▶ _Trabajo requerido_:
1. Reproduce del texto sobre la ciencia en México el tramo que va desde "A pesar de todo" hasta "nada al respecto.".
2. En el texto sobre la ciencia en México, ¿por qué dice Lorenzo Meyer que ni siquiera hay que discutir acerca de una crisis de la calidad educativa? Explícalo en una a tres oraciones.
------ Sección del documento ------
Según rezan diversos discursos políticamente correctos y de estirpe oficialista, la ciencia y la tecnología son, cuando menos, fundamentales, urgentes, insoslayables, imponderables y/o vitales para el desarrollo de nuestro país. No obstante, como es sabido, el porcentaje del producto interno bruto (PIB) que se destina al desarrollo de la ciencia y la tecnología en México apenas si llega a medio punto porcentual.

Esta paradójica situación lo mismo ha despertado las más brillantes defensas públicas de la ciencia y la tecnología mexicanas que una franca desconfianza en el discurso que se queda en mera francachela de buenas intenciones. Sin embargo, la situación resulta un tanto más apremiante de lo que parece en cuanto a que México continúa inmerso en una dependencia científica y tecnológica incuestionable, mientras los recursos naturales no renovables, antigua riqueza patrimonio de la nación, reciben su sentencia definitiva.

En la siguiente entrevista, Lorenzo Meyer, profesor-investigador de El Colegio de México y miembro del Sistema Nacional de Investigadores, profundiza en las consecuencias que se ciernen sobre el país de continuar con el desprecio por la ciencia y la tecnología –y que fácilmente se propala a un desprecio generalizado por la investigación científica y la educación superior en su conjunto–, así como en el entramado social e histórico en el que esta prioridad tan anunciada se ha visto entrampada en los dos últimos sexenios, por decir lo menos.

A pesar de todo lo que se ha dicho acerca de la importancia de la investigación científica para nuestro país, da la impresión de que no ha quedado lo suficientemente claro. ¿Cuál es su valor real?

En el México del siglo XXI no hay muchas posibilidades de dar el salto a la categoría de “país desarrollado”, como quizá las hubo en el pasado mediante la exportación de bienes primarios, como la plata en la época colonial, el petróleo o cualquier recurso renovable o no. A estas alturas no será por esa vía. Quizá se hubiera podido en el pasado, pero no se hizo nada al respecto.

De cara al futuro, la única forma de pensar de manera más o menos realista en una seria transformación de la economía mexicana, hasta salir de este marasmo en el que nos encontramos –pues no sé si podamos alcanzar al Primer Mundo–, es el capital humano, es la educación, es decir, son los mexicanos, no las materias primas ni algo parecido.
En estas circunstancias, hoy nos encontramos con un sistema educativo que no está respondiendo ni de lejos a la gran demanda que sobre él se podría hacer como palanca para el desarrollo. La calidad de la educación pública –y buena parte de la privada– es muy deficiente. Las pruebas que ha hecho la Organización para la Cooperación y el Desarrollo Económico (OCDE), de la que somos parte, nos han mostrado que los estudiantes mexicanos están en los últimos lugares de ese conjunto de países. Por ello, creo que ni siquiera hay que discutir acerca de una crisis de la calidad educativa. Y, luego, dando un salto a las universidades y los centros de investigación, topamos con una falta de voluntad política para asignar los recursos mínimos necesarios para la investigación, que no es sino la joya de la corona, está al final de la pirámide educativa.
------ Entradas registradas ------
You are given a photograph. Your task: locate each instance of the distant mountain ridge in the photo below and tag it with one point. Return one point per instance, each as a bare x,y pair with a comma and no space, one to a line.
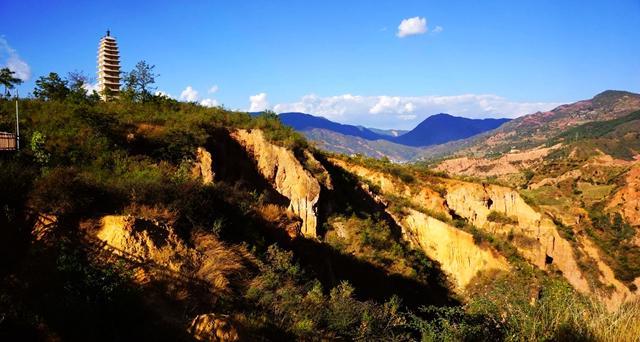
442,128
538,128
305,122
436,129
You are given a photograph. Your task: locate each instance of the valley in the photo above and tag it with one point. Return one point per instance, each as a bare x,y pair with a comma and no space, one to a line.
224,220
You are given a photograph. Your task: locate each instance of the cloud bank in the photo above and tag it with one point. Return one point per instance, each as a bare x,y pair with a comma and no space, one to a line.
412,26
258,102
9,58
405,112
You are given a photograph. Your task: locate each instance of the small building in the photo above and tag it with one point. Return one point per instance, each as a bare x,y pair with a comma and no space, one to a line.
8,141
108,67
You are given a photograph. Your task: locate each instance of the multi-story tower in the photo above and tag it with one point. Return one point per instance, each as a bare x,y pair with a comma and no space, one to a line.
108,67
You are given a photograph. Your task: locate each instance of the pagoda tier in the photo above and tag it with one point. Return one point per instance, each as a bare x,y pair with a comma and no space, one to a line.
108,67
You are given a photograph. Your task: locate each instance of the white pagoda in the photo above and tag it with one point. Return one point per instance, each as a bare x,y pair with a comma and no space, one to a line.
108,67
------
▶ _Respuestas a tareas_:
1.
A pesar de todo lo que se ha dicho acerca de la importancia de la investigación científica para nuestro país, da la impresión de que no ha quedado lo suficientemente claro. ¿Cuál es su valor real?

En el México del siglo XXI no hay muchas posibilidades de dar el salto a la categoría de “país desarrollado”, como quizá las hubo en el pasado mediante la exportación de bienes primarios, como la plata en la época colonial, el petróleo o cualquier recurso renovable o no. A estas alturas no será por esa vía. Quizá se hubiera podido en el pasado, pero no se hizo nada al respecto.

2. Las pruebas de la OCDE han mostrado que los estudiantes mexicanos están en los últimos lugares entre los países de esa organización, de la que México forma parte.